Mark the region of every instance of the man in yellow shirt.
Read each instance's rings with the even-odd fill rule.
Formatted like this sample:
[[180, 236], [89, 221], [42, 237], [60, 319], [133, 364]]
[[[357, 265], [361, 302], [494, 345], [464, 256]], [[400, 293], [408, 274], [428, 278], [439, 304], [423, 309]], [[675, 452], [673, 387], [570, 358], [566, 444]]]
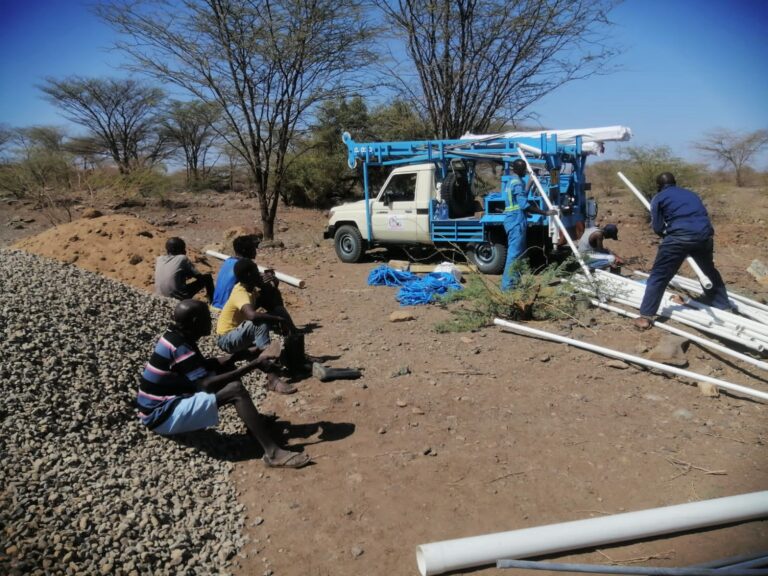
........
What you have to do:
Please render each line of the listing above as an item in a numbered list, skipping any blank lines and leaving out the picture.

Response to this task:
1. Mark the region of every instance of the man in yellow shirt.
2. Read each instance's rings with the even-odd fill rule.
3. Formatted like this sample:
4. [[180, 236], [89, 221], [42, 237], [60, 319], [133, 364]]
5. [[[357, 265], [361, 302], [494, 345], [464, 256]], [[400, 293], [408, 274], [428, 278], [439, 304], [423, 309]], [[675, 452], [673, 387], [570, 358], [566, 444]]]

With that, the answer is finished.